» **Directions for this task**
Copy out all of the rows below, putting "single dot" in place of every "single marker" and keeping everything else the same. Leave the pictures out.

::: Input rows

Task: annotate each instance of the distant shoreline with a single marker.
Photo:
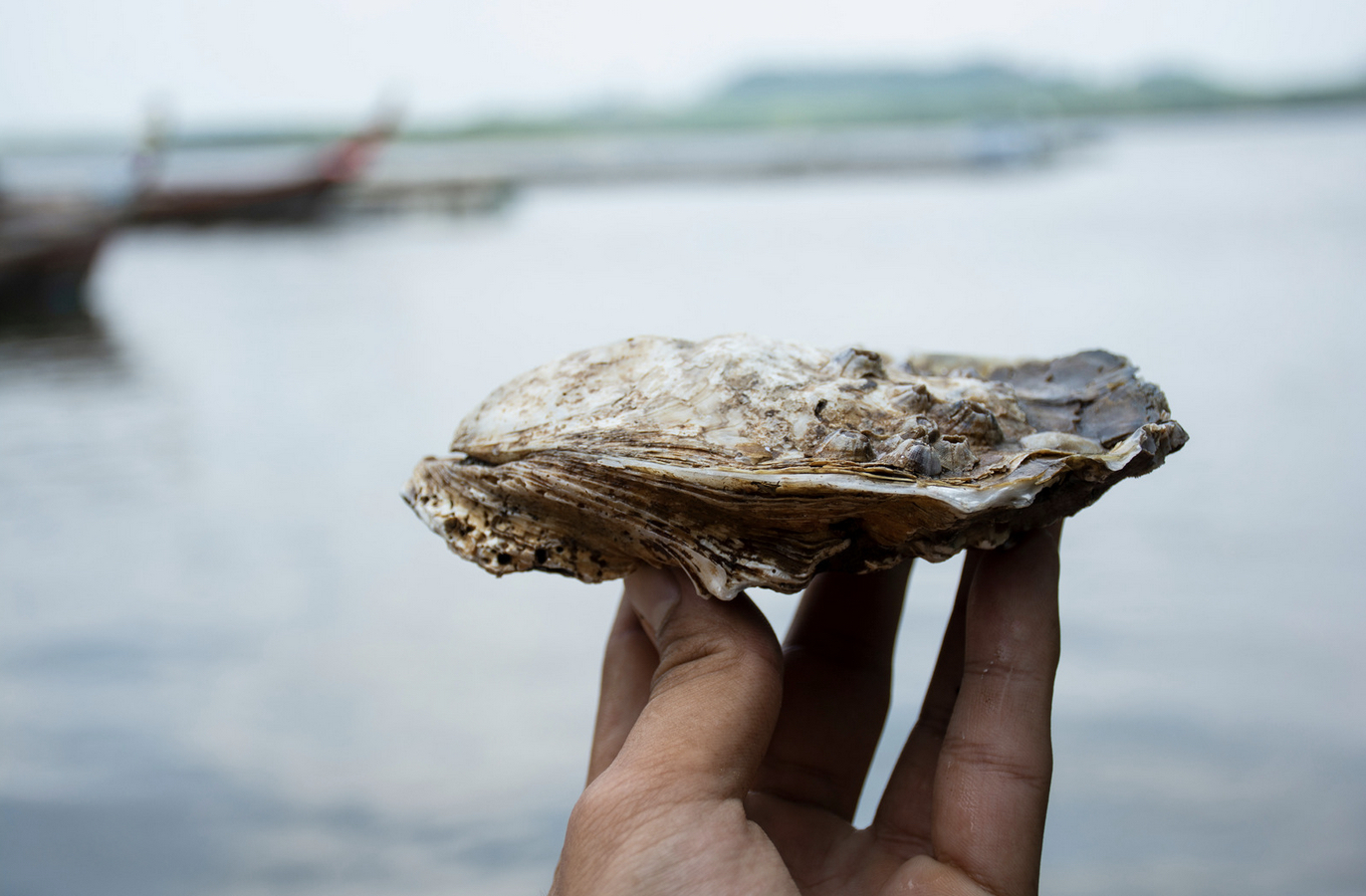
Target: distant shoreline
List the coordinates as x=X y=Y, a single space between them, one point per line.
x=815 y=100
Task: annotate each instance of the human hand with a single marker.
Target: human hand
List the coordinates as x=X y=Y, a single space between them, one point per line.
x=723 y=764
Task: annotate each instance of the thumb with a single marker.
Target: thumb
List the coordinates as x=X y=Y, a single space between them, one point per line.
x=715 y=694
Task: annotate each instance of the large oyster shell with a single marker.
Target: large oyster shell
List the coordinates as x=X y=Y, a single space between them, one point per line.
x=750 y=462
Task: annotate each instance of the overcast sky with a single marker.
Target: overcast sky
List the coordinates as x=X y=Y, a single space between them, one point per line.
x=93 y=65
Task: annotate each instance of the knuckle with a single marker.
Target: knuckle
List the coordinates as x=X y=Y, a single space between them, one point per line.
x=1003 y=764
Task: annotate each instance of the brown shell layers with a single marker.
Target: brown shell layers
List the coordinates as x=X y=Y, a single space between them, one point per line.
x=759 y=463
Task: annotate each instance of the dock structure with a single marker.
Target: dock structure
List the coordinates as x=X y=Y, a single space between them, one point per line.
x=480 y=175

::::::

» **Exercise output**
Task: annotate each instance of the distant shoreline with a single dot.
Photo:
Target: distant shoreline
List the coordinates as x=X y=Y, a single space between them, one point per line.
x=815 y=100
Task: annotate each instance of the human hand with a single dot.
Target: human hand
List the coordinates as x=X y=Y, a single space between them, one point per line.
x=723 y=764
Task: annotate each instance of the thumb with a single dot.
Target: thumb
List the coordinates as x=X y=Y, a single space between them, one point per line.
x=715 y=694
Task: annotate each instance of the large oyster shell with a single dot.
Target: large oyster shell
List the coordinates as x=X y=Y, a single space between them, one point per line.
x=750 y=462
Task: annotate each instance of the overcast sky with a single dot.
Target: overcast sky
List the coordinates as x=X y=Y, a single space between them, one point per line.
x=93 y=65
Task: annotate each instance of the knuckle with a single dot.
Target: knuckle
List the coordinates as x=X y=Y, a single space between them, one point per line.
x=1003 y=764
Task: annotate each instance of the brown shell layers with a single dot.
Target: brown shell layers
List the coordinates as x=X y=Y, a single space between them, one point per line.
x=759 y=463
Task: annotate each instance of the dock structure with a single dot.
Target: dock structure
List the coordinates as x=X y=Y, a single space between them, one point per line.
x=480 y=175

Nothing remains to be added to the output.